● **Directions for this task**
Which lines of the rows below contain the word "white"? Select each of those lines and copy it.

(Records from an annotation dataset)
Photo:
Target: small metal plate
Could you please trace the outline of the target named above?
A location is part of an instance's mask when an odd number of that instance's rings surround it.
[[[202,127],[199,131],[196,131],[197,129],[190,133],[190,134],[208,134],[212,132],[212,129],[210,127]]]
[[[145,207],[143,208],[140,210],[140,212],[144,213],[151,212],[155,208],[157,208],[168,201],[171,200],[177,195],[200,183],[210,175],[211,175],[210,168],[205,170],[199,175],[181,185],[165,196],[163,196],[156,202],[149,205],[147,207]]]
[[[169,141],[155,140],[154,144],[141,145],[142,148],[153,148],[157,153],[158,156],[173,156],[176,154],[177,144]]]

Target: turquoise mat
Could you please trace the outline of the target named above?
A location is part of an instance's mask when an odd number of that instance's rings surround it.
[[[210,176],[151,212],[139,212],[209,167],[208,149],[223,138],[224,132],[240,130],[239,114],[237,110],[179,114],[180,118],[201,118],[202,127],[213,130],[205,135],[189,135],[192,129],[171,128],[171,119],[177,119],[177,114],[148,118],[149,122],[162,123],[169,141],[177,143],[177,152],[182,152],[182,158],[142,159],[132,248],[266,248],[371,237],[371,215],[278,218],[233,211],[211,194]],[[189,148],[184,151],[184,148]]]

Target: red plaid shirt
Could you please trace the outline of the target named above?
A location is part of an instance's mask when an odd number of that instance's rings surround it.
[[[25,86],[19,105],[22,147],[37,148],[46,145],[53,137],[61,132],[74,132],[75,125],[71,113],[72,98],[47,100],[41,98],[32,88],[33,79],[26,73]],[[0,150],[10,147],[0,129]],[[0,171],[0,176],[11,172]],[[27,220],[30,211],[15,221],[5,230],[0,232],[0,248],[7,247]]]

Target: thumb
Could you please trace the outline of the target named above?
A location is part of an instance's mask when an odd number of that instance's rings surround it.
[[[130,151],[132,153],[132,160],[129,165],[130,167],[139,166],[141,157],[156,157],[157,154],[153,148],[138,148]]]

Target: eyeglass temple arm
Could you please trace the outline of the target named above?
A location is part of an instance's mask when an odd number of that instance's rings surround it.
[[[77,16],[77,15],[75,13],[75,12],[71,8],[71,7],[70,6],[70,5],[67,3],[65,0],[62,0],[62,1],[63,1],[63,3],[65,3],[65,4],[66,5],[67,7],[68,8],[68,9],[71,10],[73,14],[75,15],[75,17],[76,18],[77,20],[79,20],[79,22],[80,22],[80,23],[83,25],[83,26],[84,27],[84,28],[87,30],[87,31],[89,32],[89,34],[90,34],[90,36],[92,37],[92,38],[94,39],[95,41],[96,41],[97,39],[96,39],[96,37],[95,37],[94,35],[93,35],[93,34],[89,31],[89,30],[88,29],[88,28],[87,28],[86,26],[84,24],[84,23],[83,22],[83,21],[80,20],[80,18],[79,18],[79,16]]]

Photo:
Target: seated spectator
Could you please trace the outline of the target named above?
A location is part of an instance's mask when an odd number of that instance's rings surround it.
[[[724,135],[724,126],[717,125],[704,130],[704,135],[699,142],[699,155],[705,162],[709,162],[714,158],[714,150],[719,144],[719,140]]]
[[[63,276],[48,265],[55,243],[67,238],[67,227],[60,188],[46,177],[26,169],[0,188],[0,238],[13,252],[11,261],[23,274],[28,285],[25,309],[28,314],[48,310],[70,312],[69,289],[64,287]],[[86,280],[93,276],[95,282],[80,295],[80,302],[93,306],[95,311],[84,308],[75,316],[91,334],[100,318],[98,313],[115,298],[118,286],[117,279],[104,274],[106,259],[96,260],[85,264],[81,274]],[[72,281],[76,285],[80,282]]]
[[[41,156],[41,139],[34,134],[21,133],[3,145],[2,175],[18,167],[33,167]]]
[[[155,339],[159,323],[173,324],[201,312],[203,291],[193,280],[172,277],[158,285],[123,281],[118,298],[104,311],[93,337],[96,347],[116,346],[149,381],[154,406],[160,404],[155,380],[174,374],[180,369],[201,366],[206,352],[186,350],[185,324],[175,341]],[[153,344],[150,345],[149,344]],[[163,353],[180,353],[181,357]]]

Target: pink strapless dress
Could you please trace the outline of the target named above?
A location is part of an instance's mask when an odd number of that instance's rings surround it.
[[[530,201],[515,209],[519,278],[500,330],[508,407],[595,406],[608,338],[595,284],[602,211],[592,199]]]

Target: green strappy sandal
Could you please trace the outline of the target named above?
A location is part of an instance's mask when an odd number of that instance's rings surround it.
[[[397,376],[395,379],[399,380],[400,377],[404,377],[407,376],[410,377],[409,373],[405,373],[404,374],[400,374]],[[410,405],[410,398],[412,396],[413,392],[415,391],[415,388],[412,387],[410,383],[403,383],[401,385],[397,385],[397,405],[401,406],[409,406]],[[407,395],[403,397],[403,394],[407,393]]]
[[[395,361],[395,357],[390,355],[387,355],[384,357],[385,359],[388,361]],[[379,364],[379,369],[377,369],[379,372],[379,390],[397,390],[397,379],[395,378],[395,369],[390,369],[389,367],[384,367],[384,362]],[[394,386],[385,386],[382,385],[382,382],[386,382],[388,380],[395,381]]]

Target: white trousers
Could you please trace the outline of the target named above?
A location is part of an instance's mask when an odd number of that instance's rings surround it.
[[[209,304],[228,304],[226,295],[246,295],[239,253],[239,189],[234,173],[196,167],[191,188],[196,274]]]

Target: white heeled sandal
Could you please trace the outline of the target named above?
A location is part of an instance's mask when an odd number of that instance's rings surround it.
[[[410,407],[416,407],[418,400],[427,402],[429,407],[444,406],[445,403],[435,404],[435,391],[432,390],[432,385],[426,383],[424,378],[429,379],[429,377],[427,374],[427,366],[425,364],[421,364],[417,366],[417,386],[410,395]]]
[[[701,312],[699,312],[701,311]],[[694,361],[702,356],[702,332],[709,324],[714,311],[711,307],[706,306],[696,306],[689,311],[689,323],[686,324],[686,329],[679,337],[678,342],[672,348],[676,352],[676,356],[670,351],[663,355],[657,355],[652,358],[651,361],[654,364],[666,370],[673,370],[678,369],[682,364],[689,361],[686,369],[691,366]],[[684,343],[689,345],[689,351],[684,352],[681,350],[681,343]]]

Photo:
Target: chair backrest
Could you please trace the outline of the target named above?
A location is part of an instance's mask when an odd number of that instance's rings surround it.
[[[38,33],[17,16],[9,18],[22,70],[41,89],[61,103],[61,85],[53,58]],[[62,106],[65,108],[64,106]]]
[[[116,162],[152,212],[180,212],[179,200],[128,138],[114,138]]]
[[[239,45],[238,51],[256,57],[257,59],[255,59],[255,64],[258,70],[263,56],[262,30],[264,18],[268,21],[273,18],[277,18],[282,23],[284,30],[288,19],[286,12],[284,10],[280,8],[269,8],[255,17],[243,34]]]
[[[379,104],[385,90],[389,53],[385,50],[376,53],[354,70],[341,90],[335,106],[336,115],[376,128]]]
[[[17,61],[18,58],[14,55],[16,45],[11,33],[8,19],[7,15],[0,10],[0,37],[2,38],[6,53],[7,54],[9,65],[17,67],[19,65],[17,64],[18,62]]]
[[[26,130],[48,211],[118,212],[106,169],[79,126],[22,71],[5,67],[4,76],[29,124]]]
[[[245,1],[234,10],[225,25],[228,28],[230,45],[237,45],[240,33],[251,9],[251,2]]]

● **Exercise answer**
Target: white trousers
Target: white heeled sandal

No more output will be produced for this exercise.